Page excerpt:
--
Horror cinema doesn’t have the best reputation. People, who are not familiar with the genre, often claim that it’s only meant to entertain with cheap thrills, that it’s superficial or just simply gross. Actually horror movies are highly underestimated. More than just a few productions use their transgressions to make a point about the hierarchies and injustices of our world. They challenge gender stereotypes and hide social critism behind blood and suspense.
At a festival like Cannes horror movies are rarely shown. This year one of the few example was the impressive debut feature of Belgian director Julia Ducournau, which had it’s premiere in the Semaine de la Critique. Raw (Grave) can be seen in a long tradition of genre films about the disturbing transformations of young people. Like John Carpenter’s Christine or Jack Sholder’s Nightmare on Elm Street 2: Freddy’s Revenge, the core of Raw is a coming of age story. It’s about the solitude of Justine (Garance Marillier) who starts to study veterinary medicine at a university far from home. The shy and nerdy girl is an outsider who has difficulties in finding new friends. Soon she is confronted with a gruesome sexual awakening she is not ready to handle.
Raw tells this story with familiar themes from the horror genre. The main character was brought up as a strict vegetarian by her boho parents. When she has to eat a rabbit’s liver during a hazing ritual, she starts to change. What begins with an itching rash soon becomes an uncontrollable hunger for human flesh. From now on Justine is torn between satisfying her desire and fighting her moral doubts. Ducuornau has a strong visual language that uses flickering colours, terrible nightmares and slow motion party scenes. Combined with a humming and immersive electronic soundtrack the viewer doesn’t only witness Justine’s painful metamorphosis but also feels it. Even when the girl is gnawing on her sister’s finger or snapping after a dead body, we don’t turn away in disgust but still have compassion for her. One of the reasons for this empathy is that Ducournau doesn’t treat her protagonist like a monster. The cruelties of Justines fellow students and the arrogance of her teachers still make her the most likeable character in the film.
--
Action item A: From the review of Raw, copy word for word the part that opens with the words containing "At a festival" and closes with "ready to handle.".
Action item B: Carry the review of Raw further, writing on from its last sentence.
The listing isn't needed for any of this.

Given information:
--
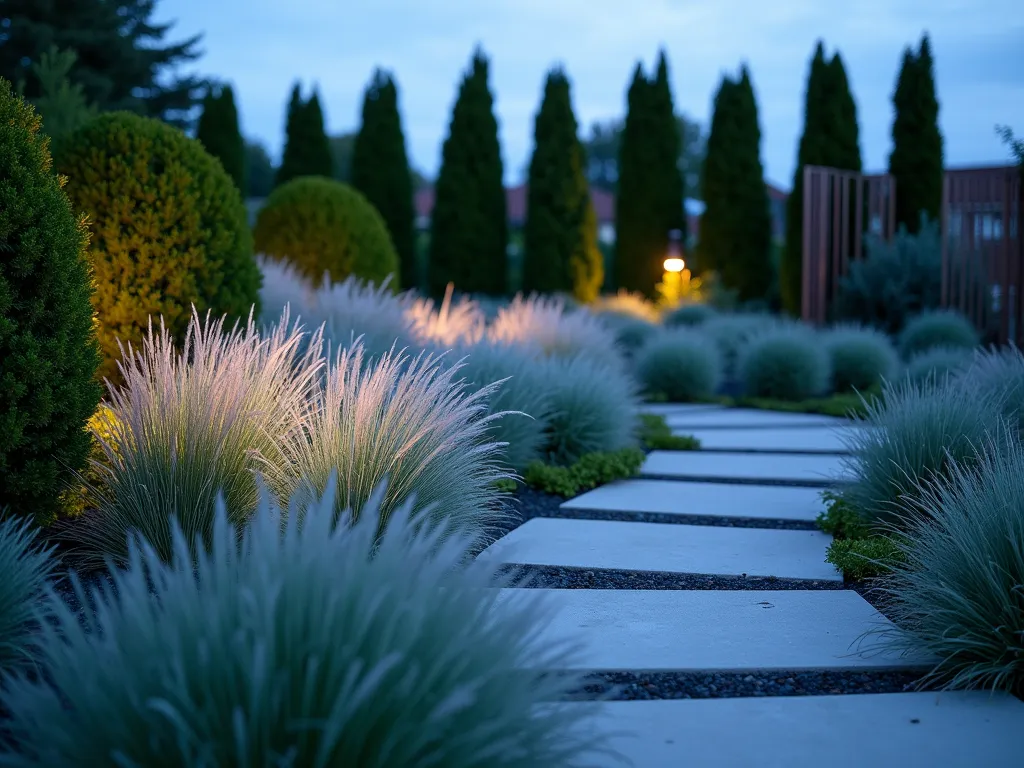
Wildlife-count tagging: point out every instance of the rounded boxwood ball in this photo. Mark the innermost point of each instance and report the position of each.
(169, 229)
(325, 226)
--
Exercise result A:
At a festival like Cannes horror movies are rarely shown. This year one of the few example was the impressive debut feature of Belgian director Julia Ducournau, which had it’s premiere in the Semaine de la Critique. Raw (Grave) can be seen in a long tradition of genre films about the disturbing transformations of young people. Like John Carpenter’s Christine or Jack Sholder’s Nightmare on Elm Street 2: Freddy’s Revenge, the core of Raw is a coming of age story. It’s about the solitude of Justine (Garance Marillier) who starts to study veterinary medicine at a university far from home. The shy and nerdy girl is an outsider who has difficulties in finding new friends. Soon she is confronted with a gruesome sexual awakening she is not ready to handle.

Exercise result B:
What’s so special about Raw is its emphasis on a female perspective. Ducournau shows cannibalism as a dark need that overwhelms her protagonist. The theme of unfulfilled love appears when Justine feels more and more attracted to her gay roommate (a son of Arab migrants, who is an outsider himself). When she finally tries to get complete control over her body she seems like an anorexic fighting her natural needs and throwing up what she just ate in shame. Ducuorunau finds terrifying images for widespread problems of adolescent suffering. But what makes Raw so remarkable is not only a deep understanding for the alienation of the tormented heroine but also the willingness to celebrate the gory fun of horror movies.